▶ [GIVEN PASSAGE]
Hi Tony,

On Wed, 17 Aug 2005, Tony Finch wrote:

> On Mon, 15 Aug 2005, George Gross wrote:
> >
> > I should also point out that AFAICT a DKIM e-mail signature does not
> > protect against the "revolving door" signature identity problem. It
> > erronously presumes that all DNS registry entities are not the economic
> > allies or suppliers for spammers. It would be feasible for such a
> > registrar to automate the domain name generation process on behalf of its
> > spammer customers. Once such a domain name's reputation becomes tarnished,
> > it is discarded and the co-conspirator DNS registrar issues a new one to
> > take its place. I see this attack (and I suspect that there are others
> > that one can discover) as a fundemental problem with the proposed e-mail
> > security architecture.
>
> There's a lot more information available about domain names than about IP
> addresses, e.g. via whois, via the domain's NS records, etc. This
> information can be used to bootstrap a reputation in a way that defends
> against the use of throwaway domains by spammers.

I realize that all of that info is available. I suppose my query should
have been more accurately phrased: how does one enforce that all
registrars on the planet *always* follow these rules?

For example, could not a rogue nation state offer (e.g. under the table
via bribes or as info warfare policy) a haven for such rogue registrars?

▶ [STATED GOAL 1] Report every line of the listing that contains the word "blue". Case counts.
The email exchange and the listing come from unrelated sources.

▶ [ENTRIES SUPPLIED]
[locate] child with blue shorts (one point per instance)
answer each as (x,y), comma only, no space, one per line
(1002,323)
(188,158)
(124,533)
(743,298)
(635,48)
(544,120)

▶ [STATED GOAL 2]
Answer these about the email exchange:
(a) On what date did Tony Finch write his reply?
(b) According to George Gross, what problem does a DKIM e-mail signature not protect against?
(c) What does the last paragraph suggest could offer a haven for rogue registrars?

▶ [FULL OUTPUT 1]
[locate] child with blue shorts (one point per instance)

▶ [FULL OUTPUT 2]
(a) Wed, 17 Aug 2005
(b) The "revolving door" signature identity problem
(c) A rogue nation state